— Start EXTRACTED DATA —
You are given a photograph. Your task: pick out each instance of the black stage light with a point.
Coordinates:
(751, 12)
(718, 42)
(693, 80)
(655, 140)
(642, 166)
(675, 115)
— End EXTRACTED DATA —
— DIRECTION —
Write out every line of the rows above word for word, keeping each one as shown.

— COMPLETE ANSWER —
You are given a photograph. Your task: pick out each instance of the black stage light with a point.
Coordinates:
(751, 12)
(718, 42)
(693, 80)
(655, 140)
(642, 166)
(675, 115)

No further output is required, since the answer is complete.